[Work to complete] When you reach the line containing "Points = one dot per instance of the paved" in the entries below, start writing out each line exactly, and stop after the line containing "Target = dark mulch".

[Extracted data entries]
Start of Block

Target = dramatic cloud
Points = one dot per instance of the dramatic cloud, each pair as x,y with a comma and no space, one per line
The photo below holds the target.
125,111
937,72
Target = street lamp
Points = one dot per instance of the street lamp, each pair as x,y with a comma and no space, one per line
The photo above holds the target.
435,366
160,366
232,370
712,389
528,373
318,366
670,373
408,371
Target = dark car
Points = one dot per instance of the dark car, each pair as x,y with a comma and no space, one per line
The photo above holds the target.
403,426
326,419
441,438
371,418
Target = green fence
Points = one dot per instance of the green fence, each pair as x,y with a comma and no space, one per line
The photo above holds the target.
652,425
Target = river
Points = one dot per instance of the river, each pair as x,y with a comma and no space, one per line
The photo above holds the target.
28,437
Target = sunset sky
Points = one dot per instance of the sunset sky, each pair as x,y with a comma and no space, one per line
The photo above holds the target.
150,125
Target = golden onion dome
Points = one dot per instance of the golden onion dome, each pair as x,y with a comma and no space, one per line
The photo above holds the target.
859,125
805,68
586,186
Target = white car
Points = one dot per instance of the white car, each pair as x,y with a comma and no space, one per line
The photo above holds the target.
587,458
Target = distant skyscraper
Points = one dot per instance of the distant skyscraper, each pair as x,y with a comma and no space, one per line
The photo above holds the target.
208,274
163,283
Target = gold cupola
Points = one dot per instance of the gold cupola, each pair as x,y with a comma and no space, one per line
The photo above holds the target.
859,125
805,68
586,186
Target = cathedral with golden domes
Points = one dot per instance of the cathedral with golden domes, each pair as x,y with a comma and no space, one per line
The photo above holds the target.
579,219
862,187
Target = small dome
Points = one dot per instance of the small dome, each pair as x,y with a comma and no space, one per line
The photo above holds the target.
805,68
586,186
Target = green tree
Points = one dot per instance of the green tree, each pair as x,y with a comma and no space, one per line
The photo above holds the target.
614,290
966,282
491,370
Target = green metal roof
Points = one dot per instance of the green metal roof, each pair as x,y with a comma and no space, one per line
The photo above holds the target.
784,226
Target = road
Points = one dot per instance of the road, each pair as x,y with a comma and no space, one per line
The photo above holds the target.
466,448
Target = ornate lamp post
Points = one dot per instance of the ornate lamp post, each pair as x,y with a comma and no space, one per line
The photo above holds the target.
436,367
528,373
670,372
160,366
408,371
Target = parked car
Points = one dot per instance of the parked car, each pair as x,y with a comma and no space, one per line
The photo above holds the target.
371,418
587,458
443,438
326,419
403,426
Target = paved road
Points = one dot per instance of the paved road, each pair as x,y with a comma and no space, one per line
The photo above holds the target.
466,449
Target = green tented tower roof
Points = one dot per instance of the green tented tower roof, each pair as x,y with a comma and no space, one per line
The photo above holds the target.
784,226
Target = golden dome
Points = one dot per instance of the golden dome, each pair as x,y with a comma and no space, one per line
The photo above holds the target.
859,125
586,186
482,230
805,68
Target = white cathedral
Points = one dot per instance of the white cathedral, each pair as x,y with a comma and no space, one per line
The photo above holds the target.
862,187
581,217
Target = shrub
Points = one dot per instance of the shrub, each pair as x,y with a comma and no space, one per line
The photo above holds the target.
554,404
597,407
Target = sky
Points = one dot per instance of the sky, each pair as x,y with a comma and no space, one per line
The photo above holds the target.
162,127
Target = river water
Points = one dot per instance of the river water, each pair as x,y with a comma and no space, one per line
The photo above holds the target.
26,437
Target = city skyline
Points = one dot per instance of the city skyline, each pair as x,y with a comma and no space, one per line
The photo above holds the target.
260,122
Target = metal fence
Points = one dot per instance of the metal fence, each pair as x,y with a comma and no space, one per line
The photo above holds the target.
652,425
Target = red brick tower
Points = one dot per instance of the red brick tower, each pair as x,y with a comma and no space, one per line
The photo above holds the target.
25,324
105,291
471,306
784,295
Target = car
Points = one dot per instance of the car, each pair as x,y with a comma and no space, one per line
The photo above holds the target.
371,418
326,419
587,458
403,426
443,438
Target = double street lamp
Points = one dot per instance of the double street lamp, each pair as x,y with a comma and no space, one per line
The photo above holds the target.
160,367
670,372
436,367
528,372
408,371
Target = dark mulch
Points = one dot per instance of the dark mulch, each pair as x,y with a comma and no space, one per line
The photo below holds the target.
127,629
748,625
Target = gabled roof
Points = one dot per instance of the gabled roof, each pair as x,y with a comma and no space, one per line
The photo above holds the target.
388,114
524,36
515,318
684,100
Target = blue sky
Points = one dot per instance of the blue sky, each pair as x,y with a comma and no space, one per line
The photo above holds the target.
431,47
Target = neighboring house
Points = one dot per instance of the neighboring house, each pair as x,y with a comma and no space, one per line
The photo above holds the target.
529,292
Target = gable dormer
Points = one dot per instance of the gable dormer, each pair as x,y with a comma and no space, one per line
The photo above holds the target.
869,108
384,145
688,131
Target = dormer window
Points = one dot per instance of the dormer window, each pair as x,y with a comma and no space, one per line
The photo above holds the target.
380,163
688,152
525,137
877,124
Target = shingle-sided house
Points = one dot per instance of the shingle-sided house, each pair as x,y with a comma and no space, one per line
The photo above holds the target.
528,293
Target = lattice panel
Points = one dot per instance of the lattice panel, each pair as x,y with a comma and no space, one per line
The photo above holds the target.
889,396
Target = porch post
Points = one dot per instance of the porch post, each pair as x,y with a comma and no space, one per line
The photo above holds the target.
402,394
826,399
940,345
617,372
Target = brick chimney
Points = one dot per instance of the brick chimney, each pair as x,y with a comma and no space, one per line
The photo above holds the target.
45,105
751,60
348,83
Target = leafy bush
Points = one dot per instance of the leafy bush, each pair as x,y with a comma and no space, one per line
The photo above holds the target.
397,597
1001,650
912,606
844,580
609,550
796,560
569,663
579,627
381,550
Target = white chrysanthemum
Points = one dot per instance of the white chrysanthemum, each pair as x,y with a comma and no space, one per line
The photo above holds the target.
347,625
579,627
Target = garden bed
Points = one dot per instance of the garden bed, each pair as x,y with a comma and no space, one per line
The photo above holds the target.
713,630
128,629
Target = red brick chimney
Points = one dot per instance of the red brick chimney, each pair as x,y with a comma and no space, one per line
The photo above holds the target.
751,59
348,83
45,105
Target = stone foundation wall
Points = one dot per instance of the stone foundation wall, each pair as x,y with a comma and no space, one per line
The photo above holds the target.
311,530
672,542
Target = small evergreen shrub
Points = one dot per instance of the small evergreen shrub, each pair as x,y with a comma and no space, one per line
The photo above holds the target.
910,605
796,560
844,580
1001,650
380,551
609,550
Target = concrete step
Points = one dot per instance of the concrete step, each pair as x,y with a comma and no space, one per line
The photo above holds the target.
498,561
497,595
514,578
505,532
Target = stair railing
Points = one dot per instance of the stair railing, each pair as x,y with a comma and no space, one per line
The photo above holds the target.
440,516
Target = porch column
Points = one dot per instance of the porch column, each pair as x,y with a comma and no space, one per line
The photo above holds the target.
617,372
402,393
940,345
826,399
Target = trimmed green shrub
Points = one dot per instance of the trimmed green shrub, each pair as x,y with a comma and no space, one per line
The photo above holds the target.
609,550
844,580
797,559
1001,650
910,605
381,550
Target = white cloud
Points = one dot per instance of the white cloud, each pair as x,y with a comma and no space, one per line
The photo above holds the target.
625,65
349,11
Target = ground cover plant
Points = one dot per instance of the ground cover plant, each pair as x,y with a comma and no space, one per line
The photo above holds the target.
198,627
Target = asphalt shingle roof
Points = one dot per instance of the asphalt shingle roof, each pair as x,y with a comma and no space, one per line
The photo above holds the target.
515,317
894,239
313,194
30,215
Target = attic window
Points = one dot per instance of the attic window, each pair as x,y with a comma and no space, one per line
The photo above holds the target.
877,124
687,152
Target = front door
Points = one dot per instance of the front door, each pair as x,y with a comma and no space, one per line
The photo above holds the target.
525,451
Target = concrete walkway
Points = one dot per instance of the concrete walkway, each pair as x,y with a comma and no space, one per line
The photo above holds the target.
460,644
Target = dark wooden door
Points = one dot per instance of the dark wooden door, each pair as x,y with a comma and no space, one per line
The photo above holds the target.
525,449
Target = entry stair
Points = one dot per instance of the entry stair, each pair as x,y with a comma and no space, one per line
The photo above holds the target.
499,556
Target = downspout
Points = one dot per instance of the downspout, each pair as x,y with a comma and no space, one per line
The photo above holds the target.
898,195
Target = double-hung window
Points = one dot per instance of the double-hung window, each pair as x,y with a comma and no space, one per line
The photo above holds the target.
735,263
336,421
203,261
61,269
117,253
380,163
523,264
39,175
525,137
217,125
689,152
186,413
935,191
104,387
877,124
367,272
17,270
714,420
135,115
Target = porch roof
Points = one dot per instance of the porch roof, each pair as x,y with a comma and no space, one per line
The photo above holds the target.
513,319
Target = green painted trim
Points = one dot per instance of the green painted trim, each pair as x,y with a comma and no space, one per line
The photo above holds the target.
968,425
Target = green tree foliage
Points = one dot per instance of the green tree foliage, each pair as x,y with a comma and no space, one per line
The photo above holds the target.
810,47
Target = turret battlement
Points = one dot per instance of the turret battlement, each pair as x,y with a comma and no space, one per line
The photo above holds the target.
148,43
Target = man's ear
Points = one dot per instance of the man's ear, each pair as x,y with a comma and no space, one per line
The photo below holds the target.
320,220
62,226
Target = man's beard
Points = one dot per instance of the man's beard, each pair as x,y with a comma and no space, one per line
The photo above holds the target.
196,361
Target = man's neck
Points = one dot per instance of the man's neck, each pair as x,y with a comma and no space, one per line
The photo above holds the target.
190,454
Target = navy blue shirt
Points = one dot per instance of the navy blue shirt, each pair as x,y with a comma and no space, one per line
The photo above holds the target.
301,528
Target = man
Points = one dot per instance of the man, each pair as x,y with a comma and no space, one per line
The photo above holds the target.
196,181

End of Block

[Exercise solution]
Points = one dot per instance of the paved road, each pair as x,y with a comma and no space, one per line
The photo above holds the target.
466,449
Target = green tented tower roof
Points = one dot per instance of the green tented tower roof, each pair as x,y with a comma and no space, one per line
The photo above holds the target.
784,226
Target = golden dome
Points = one dot per instance of the golden dome, each pair as x,y with a comma and no space, one per line
The photo above holds the target.
859,125
586,186
482,230
805,68
Target = white cathedral
Points = one dot per instance of the white cathedral, each pair as x,y with a comma and no space, one per line
The photo above holds the target.
862,187
581,217
Target = shrub
Points = one dot per instance of the shrub, each pair as x,y with a comma and no space, one per line
The photo above holds the target.
554,404
597,407
Target = sky
Points = one dot per instance of the sky, each pair as x,y with a comma and no space, one per line
The photo above holds the target.
162,127
Target = river water
Points = one dot per instance of the river water, each pair as x,y with a comma and no space, one per line
The photo above holds the target.
26,437
Target = city skyline
Points = one dot per instance of the city skyline, each pair as x,y with a comma and no space, one per line
The photo above holds the target.
260,122
Target = metal fence
Points = one dot per instance of the metal fence, each pair as x,y with a comma and no space, one per line
The photo above holds the target.
652,425
Target = red brick tower
Points = one dot per instance of the red brick tower, each pair as x,y with a comma and no space, one per line
The photo above holds the target.
25,324
105,291
471,306
784,295
Target = car
Points = one dot per instance of the car, each pair as x,y with a comma and no space, one per line
The photo above holds the target.
371,418
326,419
587,458
403,426
443,438
Target = double street lamp
Points = one dot per instance of the double street lamp, each pair as x,y with a comma and no space, one per line
The photo above holds the target.
160,367
670,372
436,367
528,372
408,371
Target = dark mulch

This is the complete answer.